• TASK DIRECTIONS: The word "tower" may appear in the records below. Report how many lines contain it, and write nothing besides the number.
━━━ MATERIAL PROVIDED
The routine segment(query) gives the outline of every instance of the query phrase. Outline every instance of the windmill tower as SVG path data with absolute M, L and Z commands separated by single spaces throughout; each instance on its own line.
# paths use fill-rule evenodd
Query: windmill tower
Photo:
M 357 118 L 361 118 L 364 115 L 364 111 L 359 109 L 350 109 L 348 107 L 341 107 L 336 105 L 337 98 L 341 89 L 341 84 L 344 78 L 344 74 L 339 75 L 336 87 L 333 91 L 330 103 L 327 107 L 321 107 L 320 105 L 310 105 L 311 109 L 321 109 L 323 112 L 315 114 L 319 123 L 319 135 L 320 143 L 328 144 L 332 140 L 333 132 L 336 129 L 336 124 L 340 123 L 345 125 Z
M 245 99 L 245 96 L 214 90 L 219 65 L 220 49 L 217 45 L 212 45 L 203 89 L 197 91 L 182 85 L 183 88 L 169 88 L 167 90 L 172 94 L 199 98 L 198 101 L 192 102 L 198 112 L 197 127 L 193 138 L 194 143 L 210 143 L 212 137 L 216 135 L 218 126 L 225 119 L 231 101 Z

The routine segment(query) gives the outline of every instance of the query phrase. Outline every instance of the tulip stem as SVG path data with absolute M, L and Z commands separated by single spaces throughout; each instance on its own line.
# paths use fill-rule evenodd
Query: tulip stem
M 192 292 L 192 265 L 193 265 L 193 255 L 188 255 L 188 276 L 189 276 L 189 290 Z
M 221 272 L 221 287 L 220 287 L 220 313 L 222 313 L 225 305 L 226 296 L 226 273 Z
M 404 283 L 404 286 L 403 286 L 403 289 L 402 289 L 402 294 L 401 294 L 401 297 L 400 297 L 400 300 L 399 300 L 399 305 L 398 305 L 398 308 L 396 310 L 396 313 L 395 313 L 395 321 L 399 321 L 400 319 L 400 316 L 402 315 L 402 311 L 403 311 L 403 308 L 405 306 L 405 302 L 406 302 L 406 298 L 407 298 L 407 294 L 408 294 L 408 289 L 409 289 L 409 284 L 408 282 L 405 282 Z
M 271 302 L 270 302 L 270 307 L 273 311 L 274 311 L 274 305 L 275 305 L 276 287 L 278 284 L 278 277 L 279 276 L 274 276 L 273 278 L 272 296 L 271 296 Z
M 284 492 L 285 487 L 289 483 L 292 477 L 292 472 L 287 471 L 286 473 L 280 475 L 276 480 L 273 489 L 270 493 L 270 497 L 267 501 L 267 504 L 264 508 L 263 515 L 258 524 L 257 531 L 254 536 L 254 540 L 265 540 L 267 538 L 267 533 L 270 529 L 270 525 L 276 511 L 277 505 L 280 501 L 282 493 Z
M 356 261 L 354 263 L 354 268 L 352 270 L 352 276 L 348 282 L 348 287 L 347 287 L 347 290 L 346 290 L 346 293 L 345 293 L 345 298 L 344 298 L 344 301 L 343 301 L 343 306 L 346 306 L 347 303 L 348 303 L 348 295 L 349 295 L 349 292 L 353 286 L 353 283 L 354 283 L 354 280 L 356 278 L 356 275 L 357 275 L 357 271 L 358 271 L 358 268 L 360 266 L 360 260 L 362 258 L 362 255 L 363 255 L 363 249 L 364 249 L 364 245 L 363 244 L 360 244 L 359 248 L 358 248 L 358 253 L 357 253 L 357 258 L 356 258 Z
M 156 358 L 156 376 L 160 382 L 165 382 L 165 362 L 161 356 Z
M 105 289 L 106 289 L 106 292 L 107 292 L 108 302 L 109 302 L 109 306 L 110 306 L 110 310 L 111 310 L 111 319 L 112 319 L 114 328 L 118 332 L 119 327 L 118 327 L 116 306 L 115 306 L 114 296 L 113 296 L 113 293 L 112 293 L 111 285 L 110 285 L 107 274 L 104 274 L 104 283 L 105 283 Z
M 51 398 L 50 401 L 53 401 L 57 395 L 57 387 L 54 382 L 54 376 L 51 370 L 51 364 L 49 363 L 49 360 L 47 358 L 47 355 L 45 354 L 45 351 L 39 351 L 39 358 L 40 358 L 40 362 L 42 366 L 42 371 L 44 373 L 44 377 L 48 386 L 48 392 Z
━━━━━━
• WRITTEN RESPONSE: 2